• _AUSZUG ZUM LESEN_

========================================

Erstellt am: 14. 5. 2009 - 11:42 Uhr
Jugendträume im Ostblock
Verlag und Presse nennen Peter Sis' Werk ein Kinderbuch. Tatsächlich ist Die Mauer: Wie es war, hinter dem Eisernen Vorhang aufzuwachsen ein Stück Zeitgeschichte für alle.
Peter Sis wird 1949 in Brünn geboren, und besucht die Akademie für Angewandte Kunst in Prag und das Royal College of Art in London. In den 60ern illustriert er politische Studentenzeitschriften, und moderiert seine eigene Radioshow. Seit den 80ern ist er als Animationsfilmzeichner, Graphikdesigner und Jugendbuchautor tätig. Heute arbeitet und lebt er in New York.

========================================

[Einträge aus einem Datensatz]
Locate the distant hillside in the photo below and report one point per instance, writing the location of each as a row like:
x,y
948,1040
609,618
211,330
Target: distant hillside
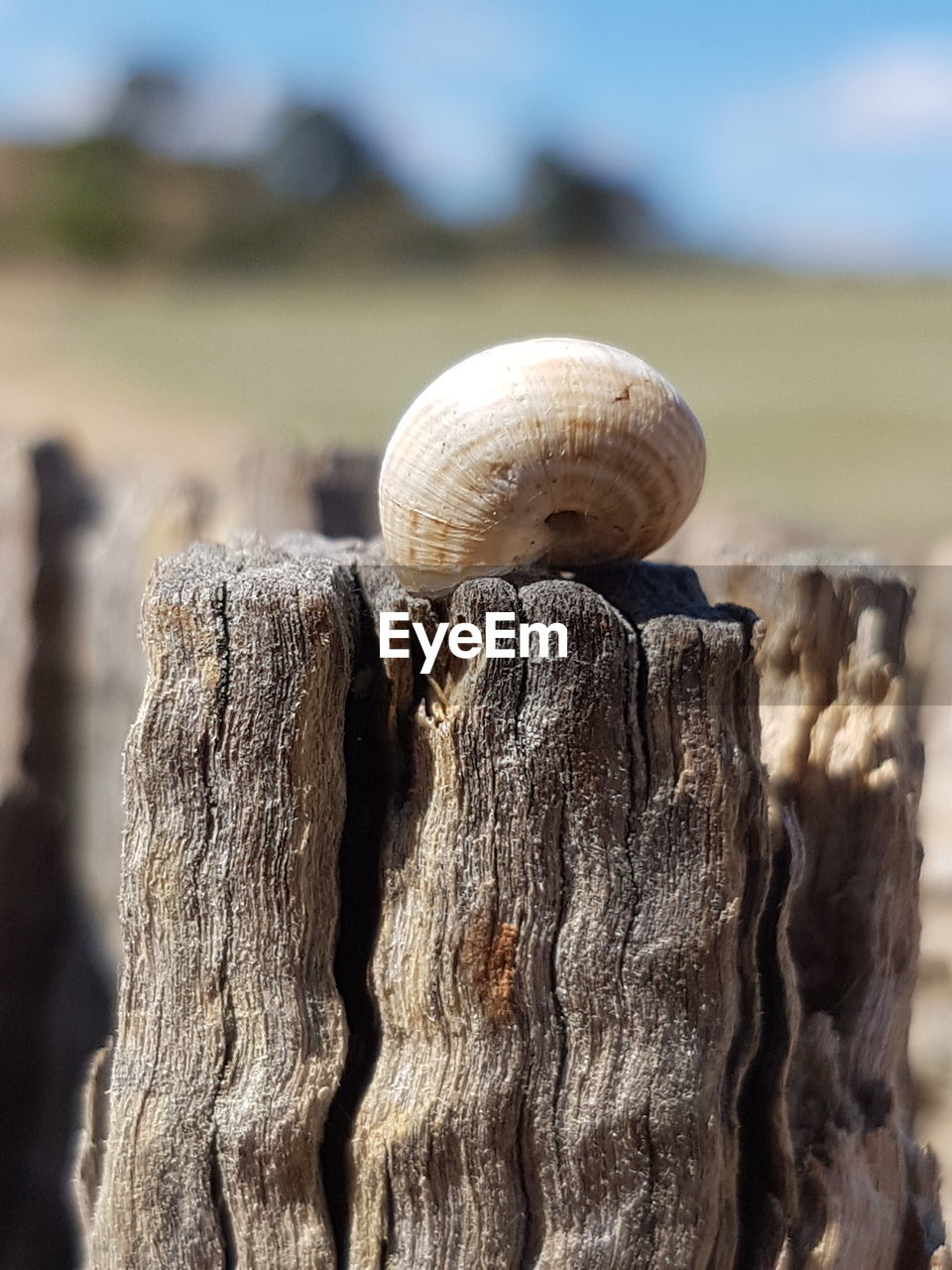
x,y
316,197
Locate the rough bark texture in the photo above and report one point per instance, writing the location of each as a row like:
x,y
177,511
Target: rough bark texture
x,y
203,1127
268,489
844,762
572,869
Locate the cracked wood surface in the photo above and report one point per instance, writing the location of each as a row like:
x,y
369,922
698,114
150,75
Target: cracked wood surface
x,y
202,1127
565,962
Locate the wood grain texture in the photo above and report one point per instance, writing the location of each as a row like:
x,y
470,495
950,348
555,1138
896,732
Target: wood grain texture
x,y
141,515
565,965
844,762
203,1127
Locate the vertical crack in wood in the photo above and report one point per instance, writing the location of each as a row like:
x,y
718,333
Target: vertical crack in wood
x,y
371,763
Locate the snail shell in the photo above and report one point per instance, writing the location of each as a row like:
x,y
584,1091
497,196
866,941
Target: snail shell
x,y
548,448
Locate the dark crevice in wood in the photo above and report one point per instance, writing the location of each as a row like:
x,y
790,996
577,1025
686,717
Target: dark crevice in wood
x,y
373,767
53,996
765,1175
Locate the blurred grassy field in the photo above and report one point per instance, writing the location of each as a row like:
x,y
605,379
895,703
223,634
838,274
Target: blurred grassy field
x,y
821,399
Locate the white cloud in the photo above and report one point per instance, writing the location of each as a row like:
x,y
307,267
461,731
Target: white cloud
x,y
56,95
849,167
227,114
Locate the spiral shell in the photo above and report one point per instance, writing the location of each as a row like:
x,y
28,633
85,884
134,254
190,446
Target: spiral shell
x,y
551,448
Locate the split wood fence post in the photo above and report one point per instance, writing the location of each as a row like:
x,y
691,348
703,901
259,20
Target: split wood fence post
x,y
500,965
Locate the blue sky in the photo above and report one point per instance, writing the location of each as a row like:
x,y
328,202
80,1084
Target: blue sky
x,y
816,134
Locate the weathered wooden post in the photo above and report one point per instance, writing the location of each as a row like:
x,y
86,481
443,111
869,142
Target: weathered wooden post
x,y
572,861
203,1124
54,1007
844,762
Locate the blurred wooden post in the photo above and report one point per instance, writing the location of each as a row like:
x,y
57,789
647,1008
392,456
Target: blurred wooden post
x,y
202,1127
574,857
565,961
54,1006
844,762
141,513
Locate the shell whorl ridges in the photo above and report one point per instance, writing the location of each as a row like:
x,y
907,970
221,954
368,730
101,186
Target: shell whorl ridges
x,y
552,448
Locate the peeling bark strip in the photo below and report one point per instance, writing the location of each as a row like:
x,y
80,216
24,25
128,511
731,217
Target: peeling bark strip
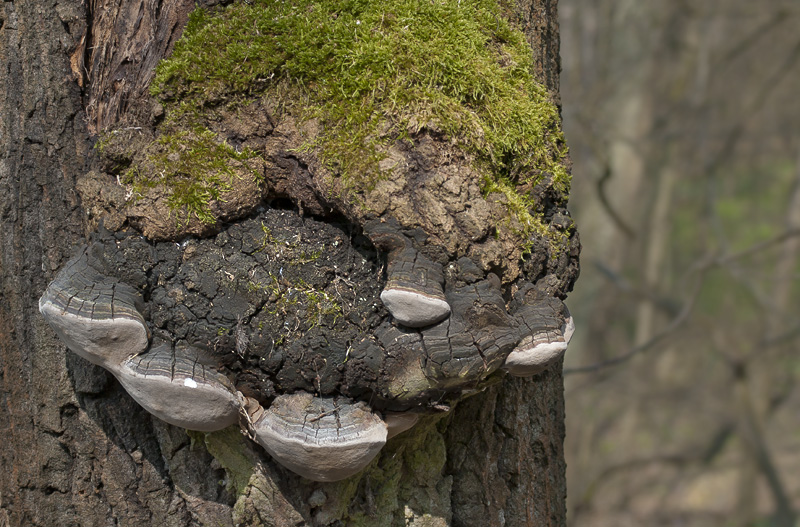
x,y
78,451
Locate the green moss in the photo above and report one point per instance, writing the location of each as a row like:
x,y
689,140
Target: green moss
x,y
194,166
373,72
299,297
230,448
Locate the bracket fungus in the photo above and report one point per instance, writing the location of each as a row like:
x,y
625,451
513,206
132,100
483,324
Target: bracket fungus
x,y
95,316
439,338
178,388
413,292
548,329
320,438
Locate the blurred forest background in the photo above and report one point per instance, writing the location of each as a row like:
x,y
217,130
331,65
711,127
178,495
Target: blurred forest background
x,y
683,120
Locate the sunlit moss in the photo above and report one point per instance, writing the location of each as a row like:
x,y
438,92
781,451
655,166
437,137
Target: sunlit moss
x,y
194,166
373,72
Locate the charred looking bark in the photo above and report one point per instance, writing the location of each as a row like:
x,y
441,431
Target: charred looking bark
x,y
79,451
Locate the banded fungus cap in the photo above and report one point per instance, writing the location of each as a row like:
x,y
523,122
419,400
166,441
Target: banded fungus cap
x,y
413,293
177,388
95,316
548,342
320,438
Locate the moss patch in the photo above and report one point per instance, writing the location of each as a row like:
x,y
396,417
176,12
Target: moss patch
x,y
372,73
230,448
195,166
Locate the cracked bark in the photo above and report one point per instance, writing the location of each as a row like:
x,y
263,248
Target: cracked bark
x,y
79,451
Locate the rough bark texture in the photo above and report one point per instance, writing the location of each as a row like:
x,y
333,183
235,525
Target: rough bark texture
x,y
78,451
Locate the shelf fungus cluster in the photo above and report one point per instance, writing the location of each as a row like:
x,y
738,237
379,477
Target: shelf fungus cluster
x,y
285,326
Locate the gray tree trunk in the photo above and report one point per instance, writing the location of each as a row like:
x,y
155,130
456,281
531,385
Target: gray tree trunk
x,y
76,449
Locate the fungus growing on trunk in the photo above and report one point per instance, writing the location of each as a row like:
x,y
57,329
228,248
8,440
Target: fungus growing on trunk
x,y
178,388
547,327
94,315
320,438
413,292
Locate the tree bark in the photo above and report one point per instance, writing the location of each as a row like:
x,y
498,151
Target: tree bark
x,y
78,451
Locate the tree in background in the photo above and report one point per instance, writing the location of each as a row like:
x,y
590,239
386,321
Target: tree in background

========================================

• _AUFGABENREIHE_
1. Gib aus der Liste oben alle Zeilen zurück, in denen das Wort "patch" steht.
2. Schreibe den Text über Peter Sis im Anschluss an seinen letzten Satz weiter.

• _SCHRIFTLICHE ANTWORTEN_
1.
Locate the moss patch in the photo above and report one point per instance, writing the location of each as a row like:
Target: moss patch

2.
Peter Sís
In einer Collage aus Comics, alten Fotos, Kinderzeichnungen und Tagebucheintragungen beschreibt der Künstler einzelne Stationen seines Lebens in der kommunistischen Tschechoslowakei.
Als Schulkind marschiert er in Paraden, und lernt, seinen Eltern aufmerksam zuzuhören. Staatstreue und Denunziation werden Pflicht. Die Bilder dieser Indoktrination zeichnet Sis schwarz-weiß. Und natürlich rot. Ein penetrantes Rot, das auf Panzerflaggen, Pionierhalstüchern und Hammer und Sichel den kommunistischen Alltag färbt. Bunt sind seine Bilder nur dort, wo er dem tristen Grau in Grau seine Kinderzeichnungen entgegensetzt, oder in groß angelegten Collagen, die seine Sehnsucht nach dem Westen thematisieren.
"Alles, was aus dem Westen kommt, ist bunt und interessant."
Ab Mitte der 1960er bekommt die Mauer Risse. Immer mehr Nachrichten aus dem Westen dringen durch, und Sis nimmt heimlich Rockmusik im Radio auf. Er lässt sich die Haare wachsen und gründet eine Band.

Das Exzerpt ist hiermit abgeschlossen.